PASSAGE TO READ:
[RP TownTalk] Untamed Property

gerald at geraldking.com gerald at geraldking.com
Mon Jul 25 00:50:47 UTC 2011


Riverdale’s a nice place to live. Parks, river, historic mansion, trains
and quiet residential neighborhoods. It’s also a suburb of a bureaucratic
metropolis or the Capital of the United States of America.
Along its northern boundaries is the oldest federal highway in the
country-Route One. Ounce a major artery leading into the Capital, it long
ago gave in to commercial interests and offers little of the bucolic
ambiance of the Maryland countryside.

ROWS:
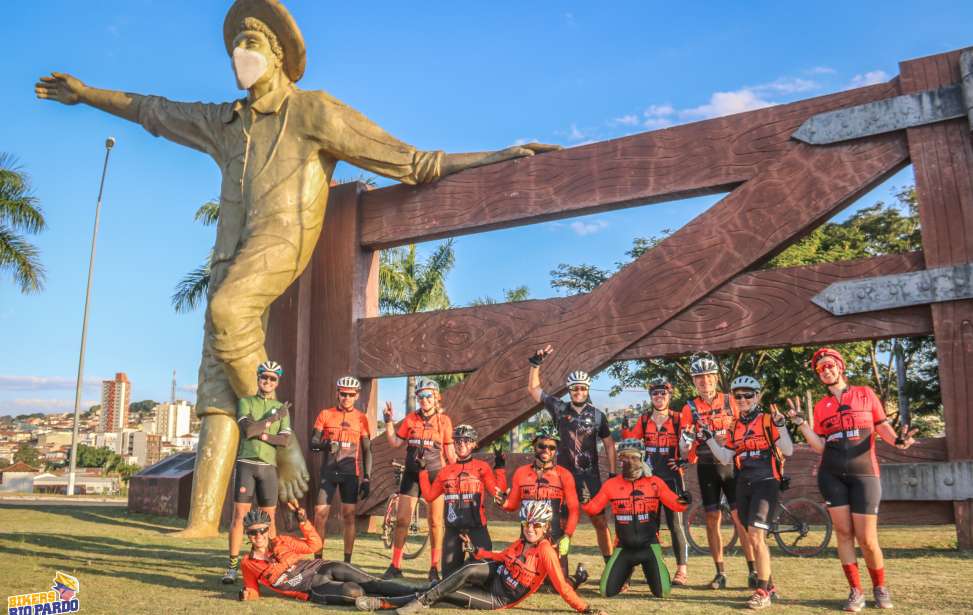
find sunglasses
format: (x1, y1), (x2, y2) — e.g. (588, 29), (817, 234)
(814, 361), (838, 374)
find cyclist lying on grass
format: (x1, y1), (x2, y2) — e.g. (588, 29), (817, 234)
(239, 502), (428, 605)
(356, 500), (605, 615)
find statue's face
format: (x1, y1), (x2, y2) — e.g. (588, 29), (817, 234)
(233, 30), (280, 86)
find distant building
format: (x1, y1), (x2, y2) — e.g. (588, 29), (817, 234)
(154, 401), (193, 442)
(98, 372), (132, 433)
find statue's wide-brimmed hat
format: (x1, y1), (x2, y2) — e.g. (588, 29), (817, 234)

DIRECTION A:
Reproduce the stretch of the Riverdale passage from "[RP TownTalk] Untamed" through "States of America.", word for word.
DIRECTION B:
Carry on the Riverdale passage, writing onward from its final sentence.

ANSWER A:
[RP TownTalk] Untamed Property

gerald at geraldking.com gerald at geraldking.com
Mon Jul 25 00:50:47 UTC 2011


Riverdale’s a nice place to live. Parks, river, historic mansion, trains
and quiet residential neighborhoods. It’s also a suburb of a bureaucratic
metropolis or the Capital of the United States of America.

ANSWER B:
I’ve always enjoyed the small stretch of natural untamed Cafritz property
along Baltimore Boulevard.  It’s a small reprieve from the steadily ever
creeping urbanization of every little patch of our little community.  But
progress always trumps the poet and the dreamer. Mr. Warneck wrote, “why
not have the state/county purchase the Cafritz
Property and set it aside as a park.” Of course the state is broke and
Cafritz must show its stockholders a profit on its long term investment. A
$3 million donation to Montgomery College to help create the Morris &
Gwendolyn Cafritz Foundation Art Center in downtown Silver Spring trumpets
the Foundation’s image as a philanthropist. All the blue bloods in
Montgomery County must love their cultural benefactor. The rubes in
Riverdale Park should have no delusions about this land speculator. Profit
trumps philanthropy when it comes to PG County and the Cafritz Foundation
like Douglas Properties is first and foremost interested in maximizing
profits. So often we simple folk confuse big money institution with
wanting to improve our lives and enrich our community by investment. I’m
not saying Cafritz or Douglas Jamal are intentionally trying to rape our
community or turn us into a ghetto. It’s just that their philanthropy has
strings and Riverdale doesn’t provide political advantage to makers and
shakers.
I will miss the majestic trees with their greenery and fresh air making
capacities. Perhaps the food grown in greener pastures and sold in my
neighborhood will make the loss of a last vestige of country ambiance
along old Route One more palatable.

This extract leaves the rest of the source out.